▸ The problem
Write out every entry below word for word, leaving the pictures out of your copy.

--------------------

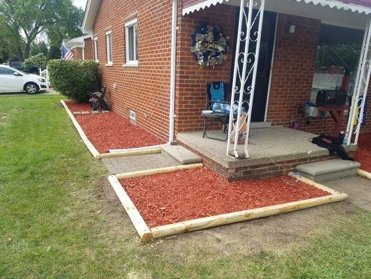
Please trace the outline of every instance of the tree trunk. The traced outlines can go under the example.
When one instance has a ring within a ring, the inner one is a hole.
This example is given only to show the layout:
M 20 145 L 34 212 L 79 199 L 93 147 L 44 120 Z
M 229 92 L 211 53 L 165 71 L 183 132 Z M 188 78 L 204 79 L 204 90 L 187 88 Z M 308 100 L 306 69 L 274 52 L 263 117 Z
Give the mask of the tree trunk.
M 23 61 L 23 53 L 22 52 L 22 47 L 20 45 L 17 45 L 16 48 L 17 48 L 17 56 L 18 58 L 18 60 L 20 61 Z
M 27 42 L 24 48 L 24 60 L 30 58 L 31 43 Z

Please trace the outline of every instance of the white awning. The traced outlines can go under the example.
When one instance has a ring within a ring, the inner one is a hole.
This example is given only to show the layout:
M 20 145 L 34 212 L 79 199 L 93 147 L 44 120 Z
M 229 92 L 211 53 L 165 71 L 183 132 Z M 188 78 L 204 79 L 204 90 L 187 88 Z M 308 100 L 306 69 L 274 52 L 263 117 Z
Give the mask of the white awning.
M 336 8 L 338 10 L 349 10 L 354 13 L 364 13 L 365 15 L 369 15 L 371 13 L 371 8 L 356 5 L 353 3 L 344 3 L 340 1 L 336 0 L 288 0 L 286 1 L 287 3 L 290 5 L 290 2 L 304 2 L 312 5 L 318 5 L 322 7 L 329 7 L 331 8 Z M 195 3 L 194 5 L 186 7 L 183 8 L 183 15 L 193 13 L 195 10 L 200 10 L 205 8 L 210 7 L 212 5 L 216 5 L 217 3 L 230 2 L 232 5 L 239 6 L 239 1 L 236 0 L 205 0 L 203 2 Z M 269 1 L 267 1 L 269 2 Z

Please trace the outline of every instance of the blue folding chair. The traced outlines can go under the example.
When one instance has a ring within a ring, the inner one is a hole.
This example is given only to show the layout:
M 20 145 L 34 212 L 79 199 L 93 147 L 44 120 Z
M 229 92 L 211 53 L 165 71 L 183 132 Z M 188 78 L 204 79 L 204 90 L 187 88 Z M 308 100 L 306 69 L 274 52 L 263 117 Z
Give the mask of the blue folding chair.
M 223 82 L 212 82 L 207 84 L 207 102 L 205 110 L 211 110 L 212 112 L 201 114 L 204 118 L 203 137 L 225 142 L 228 140 L 228 135 L 223 138 L 212 137 L 207 135 L 207 129 L 215 121 L 219 121 L 223 125 L 223 133 L 226 133 L 227 125 L 229 122 L 230 85 Z

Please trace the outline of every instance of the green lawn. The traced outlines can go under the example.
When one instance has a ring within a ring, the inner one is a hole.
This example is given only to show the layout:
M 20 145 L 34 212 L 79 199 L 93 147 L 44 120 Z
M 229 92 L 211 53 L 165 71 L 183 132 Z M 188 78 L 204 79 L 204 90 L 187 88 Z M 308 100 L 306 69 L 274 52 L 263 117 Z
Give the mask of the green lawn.
M 0 278 L 370 278 L 346 203 L 140 243 L 60 98 L 0 96 Z

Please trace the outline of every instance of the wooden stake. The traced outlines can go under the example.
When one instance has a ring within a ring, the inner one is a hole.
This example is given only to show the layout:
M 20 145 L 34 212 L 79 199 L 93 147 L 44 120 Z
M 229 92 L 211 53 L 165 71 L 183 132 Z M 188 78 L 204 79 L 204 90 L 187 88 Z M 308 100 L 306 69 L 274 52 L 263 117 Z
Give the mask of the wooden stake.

--------------------

▸ Result
Please trace the outline of every instance of the tree trunk. The traced outlines can go under the example.
When one instance has a ring within a ring, the inner one is a hole.
This example is given only to show the layout:
M 20 145 L 34 212 L 79 199 L 93 147 L 44 120 Z
M 229 92 L 211 53 L 165 71 L 183 132 Z M 188 78 L 204 79 L 204 90 L 187 88 Z M 308 100 L 306 69 L 274 52 L 263 117 Z
Give the mask of the tree trunk.
M 23 61 L 23 53 L 22 52 L 22 47 L 20 45 L 17 45 L 16 48 L 17 48 L 17 56 L 18 58 L 18 60 L 20 61 Z
M 27 42 L 24 48 L 24 60 L 30 58 L 31 43 Z

Please trace the outline of every instance of the white awning. The traced outlines can go under the example.
When one instance has a ring within a ring, the inner one is a hole.
This example is given only to show the layout:
M 20 145 L 34 212 L 79 199 L 93 147 L 44 120 Z
M 229 92 L 211 53 L 165 71 L 183 132 Z M 188 78 L 204 79 L 204 90 L 187 88 Z M 308 100 L 306 69 L 274 52 L 263 117 Z
Give the mask of the white awning.
M 336 8 L 338 10 L 349 10 L 354 13 L 364 13 L 365 15 L 369 15 L 371 13 L 371 8 L 356 5 L 353 3 L 344 3 L 340 1 L 336 0 L 288 0 L 286 1 L 287 3 L 290 5 L 290 2 L 304 2 L 312 5 L 318 5 L 322 7 L 329 7 L 331 8 Z M 195 3 L 194 5 L 186 7 L 183 8 L 183 15 L 193 13 L 195 10 L 200 10 L 205 8 L 210 7 L 212 5 L 216 5 L 217 3 L 230 2 L 232 5 L 239 6 L 239 1 L 236 0 L 205 0 L 203 2 Z M 269 1 L 267 1 L 269 2 Z

Please trace the outline of every instance of the blue folding chair. The traced outlines can go under the example.
When one instance has a ring within a ring, the inner one is a hole.
This example is given only to show the layout:
M 20 145 L 34 212 L 79 199 L 93 147 L 44 120 Z
M 229 92 L 211 53 L 165 71 L 183 132 Z M 188 78 L 204 79 L 204 90 L 187 88 Z M 308 100 L 306 69 L 274 52 L 263 117 Z
Give the mask of the blue folding chair.
M 223 82 L 212 82 L 207 84 L 207 102 L 205 110 L 211 110 L 212 112 L 201 114 L 204 118 L 203 137 L 225 142 L 228 140 L 228 135 L 223 138 L 212 137 L 207 135 L 207 129 L 215 121 L 219 121 L 223 125 L 223 133 L 226 133 L 227 125 L 229 122 L 230 85 Z

Please trace the outline of every instance of the green lawn. The traced outlines can go under the example.
When one instance has a ring within a ring, the inner one is a hole.
This example is given only to show the layout:
M 20 145 L 34 212 L 79 199 L 93 147 L 44 120 Z
M 229 92 L 211 53 L 165 71 L 183 132 Z M 188 78 L 204 79 L 204 90 L 187 88 Z M 308 100 L 306 69 L 274 52 L 263 117 Z
Give the mask of the green lawn.
M 0 278 L 370 278 L 346 203 L 140 243 L 60 98 L 0 96 Z

Please trace the outline of every instance of the wooden stake. The traced outlines can go under the example.
When one instance has a ring within a ring, the inner one is a hole.
This example is given only to show the layout:
M 20 145 L 34 212 L 79 199 L 93 147 L 44 120 Z
M 229 92 L 211 53 L 165 71 L 183 132 Z M 188 78 L 204 79 L 204 90 L 187 88 Z M 308 100 L 306 69 L 274 52 L 263 117 Z
Give the mask of the wooden stake.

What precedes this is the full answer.